Directions for this task: Each entry below is to be duplicated verbatim.

:: Material to process ::

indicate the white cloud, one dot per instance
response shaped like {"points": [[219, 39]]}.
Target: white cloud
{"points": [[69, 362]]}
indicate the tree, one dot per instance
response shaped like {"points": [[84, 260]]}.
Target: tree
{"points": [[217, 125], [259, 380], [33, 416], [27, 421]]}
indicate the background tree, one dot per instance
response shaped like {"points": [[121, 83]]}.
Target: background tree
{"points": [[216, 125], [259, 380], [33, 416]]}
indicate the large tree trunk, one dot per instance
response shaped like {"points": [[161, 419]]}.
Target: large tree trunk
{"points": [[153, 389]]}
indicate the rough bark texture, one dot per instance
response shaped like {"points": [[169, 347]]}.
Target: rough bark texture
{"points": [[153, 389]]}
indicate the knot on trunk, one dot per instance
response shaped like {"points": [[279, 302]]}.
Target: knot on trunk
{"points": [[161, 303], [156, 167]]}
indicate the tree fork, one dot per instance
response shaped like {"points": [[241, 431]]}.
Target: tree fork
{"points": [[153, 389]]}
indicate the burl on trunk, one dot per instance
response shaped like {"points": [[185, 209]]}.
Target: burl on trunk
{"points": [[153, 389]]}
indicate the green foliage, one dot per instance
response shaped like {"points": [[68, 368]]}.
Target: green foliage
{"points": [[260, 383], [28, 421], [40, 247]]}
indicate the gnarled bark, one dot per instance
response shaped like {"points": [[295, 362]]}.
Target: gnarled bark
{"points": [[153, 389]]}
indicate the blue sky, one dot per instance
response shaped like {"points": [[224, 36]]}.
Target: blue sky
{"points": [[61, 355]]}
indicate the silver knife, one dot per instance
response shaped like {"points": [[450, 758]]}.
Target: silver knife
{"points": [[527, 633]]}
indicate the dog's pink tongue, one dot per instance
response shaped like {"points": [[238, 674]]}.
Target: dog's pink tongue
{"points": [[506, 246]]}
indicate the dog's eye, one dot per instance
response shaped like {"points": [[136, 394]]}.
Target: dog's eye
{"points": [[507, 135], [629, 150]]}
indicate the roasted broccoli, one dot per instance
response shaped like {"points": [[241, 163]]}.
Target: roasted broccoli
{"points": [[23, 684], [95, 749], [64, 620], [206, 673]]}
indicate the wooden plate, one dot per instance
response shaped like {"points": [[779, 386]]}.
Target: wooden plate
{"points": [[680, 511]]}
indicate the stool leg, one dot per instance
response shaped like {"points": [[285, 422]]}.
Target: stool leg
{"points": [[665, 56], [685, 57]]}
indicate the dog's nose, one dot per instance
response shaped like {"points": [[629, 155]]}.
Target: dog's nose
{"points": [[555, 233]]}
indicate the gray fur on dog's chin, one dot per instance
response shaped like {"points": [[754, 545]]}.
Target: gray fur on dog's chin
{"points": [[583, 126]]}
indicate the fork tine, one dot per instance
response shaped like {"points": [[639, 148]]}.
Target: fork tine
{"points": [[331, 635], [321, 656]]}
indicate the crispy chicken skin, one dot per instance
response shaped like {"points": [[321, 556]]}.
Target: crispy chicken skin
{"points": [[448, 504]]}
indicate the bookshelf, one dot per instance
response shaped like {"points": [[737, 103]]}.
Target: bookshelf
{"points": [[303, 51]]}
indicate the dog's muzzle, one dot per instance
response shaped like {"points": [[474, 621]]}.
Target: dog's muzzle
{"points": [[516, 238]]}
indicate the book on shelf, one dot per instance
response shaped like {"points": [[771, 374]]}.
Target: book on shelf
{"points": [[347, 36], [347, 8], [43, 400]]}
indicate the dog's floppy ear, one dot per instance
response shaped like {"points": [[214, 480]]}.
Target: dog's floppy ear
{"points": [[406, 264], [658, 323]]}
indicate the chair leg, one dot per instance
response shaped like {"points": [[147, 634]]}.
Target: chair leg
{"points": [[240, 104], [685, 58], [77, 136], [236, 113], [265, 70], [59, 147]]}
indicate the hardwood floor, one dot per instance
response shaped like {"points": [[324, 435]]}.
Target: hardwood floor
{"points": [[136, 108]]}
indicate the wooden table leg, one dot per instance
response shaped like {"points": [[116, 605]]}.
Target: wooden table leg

:::

Complete answer:
indicate the white cloud, one dot per instance
response shaped like {"points": [[219, 39]]}.
Target: white cloud
{"points": [[69, 362]]}
indicate the tree, one dot per instance
response shaped like {"points": [[84, 260]]}.
Target: tree
{"points": [[217, 125], [259, 380], [33, 416], [27, 421]]}
indicate the background tree, one dot per instance
response shaped like {"points": [[121, 83]]}.
Target: background tree
{"points": [[216, 125], [259, 380], [33, 416]]}
indicate the large tree trunk, one dot per instance
response shaped like {"points": [[161, 419]]}.
Target: large tree trunk
{"points": [[153, 389]]}
indicate the rough bark texture, one dot per instance
response shaped like {"points": [[169, 347]]}.
Target: rough bark texture
{"points": [[153, 389]]}
indicate the knot on trunk, one dot per instance
response shaped like {"points": [[279, 302]]}.
Target: knot on trunk
{"points": [[161, 303], [156, 167]]}
indicate the tree fork, one dot per instance
response shaped like {"points": [[241, 431]]}.
Target: tree fork
{"points": [[153, 389]]}
indicate the burl on trunk, one dot per instance
response shaped like {"points": [[185, 209]]}.
Target: burl on trunk
{"points": [[153, 389]]}
indicate the green foliage, one dot per instance
response shaped like {"points": [[68, 368]]}.
Target: green foliage
{"points": [[260, 383], [28, 421], [40, 247]]}
indicate the gnarled bark, one dot per instance
response shaped like {"points": [[295, 362]]}.
Target: gnarled bark
{"points": [[153, 389]]}
indicate the blue sky, one dot per instance
response shaped like {"points": [[224, 36]]}.
Target: blue sky
{"points": [[61, 355]]}
indicate the silver knife, one dot per instance
response shaped like {"points": [[450, 758]]}.
Target: silver knife
{"points": [[527, 633]]}
indicate the dog's pink tongue, one dot per instance
response shaped like {"points": [[238, 674]]}.
Target: dog's pink tongue
{"points": [[506, 246]]}
indicate the dog's eye, one dot per instance
response shaped like {"points": [[136, 394]]}.
Target: dog's eye
{"points": [[507, 135], [629, 150]]}
indicate the roasted broccoli, one dot per instance
response shaped like {"points": [[241, 163]]}.
Target: roasted broccoli
{"points": [[23, 684], [95, 749], [64, 620], [206, 673]]}
indicate the wooden plate, one dot per instance
response shaped like {"points": [[779, 386]]}.
Target: wooden plate
{"points": [[680, 511]]}
indicate the stool leg, one dot per instance
response shaped like {"points": [[285, 422]]}.
Target: stool leg
{"points": [[665, 56], [685, 57]]}
indicate the dog's nose, one dot per instance
response shaped like {"points": [[629, 155]]}.
Target: dog's nose
{"points": [[555, 233]]}
indicate the gray fur on dog's chin, one dot per instance
response shaped like {"points": [[754, 545]]}.
Target: gray fur on dog's chin
{"points": [[583, 126]]}
indicate the fork tine, one dot per instance
response shaped like {"points": [[639, 148]]}.
Target: fork tine
{"points": [[331, 635], [321, 656]]}
indicate the crispy chicken skin, one dot per instance
response shaped like {"points": [[321, 556]]}.
Target: crispy chicken skin
{"points": [[448, 504]]}
indicate the bookshelf, one dot per instance
response shaped like {"points": [[737, 103]]}.
Target: bookshelf
{"points": [[303, 51]]}
indicate the dog's muzzle, one dot per instance
response shaped like {"points": [[474, 621]]}.
Target: dog's muzzle
{"points": [[516, 238]]}
indicate the book on shelf, one dot per instance
response shaped like {"points": [[771, 374]]}.
Target: book on shelf
{"points": [[347, 36], [347, 8], [43, 400]]}
indicate the dog's floppy ear, one dot per instance
response shaped like {"points": [[214, 480]]}.
Target: dog's floppy ear
{"points": [[406, 264], [658, 323]]}
indicate the chair leg, one dot per instance
response shaped like {"points": [[147, 634]]}.
Target: chair leg
{"points": [[240, 104], [685, 58], [77, 136], [236, 113], [265, 70], [59, 147]]}
indicate the hardwood floor, one dot per instance
response shaped like {"points": [[324, 435]]}.
Target: hardwood floor
{"points": [[136, 108]]}
indicate the wooden table leg, one dot per instance
response shaped like {"points": [[116, 605]]}.
Target: wooden table leg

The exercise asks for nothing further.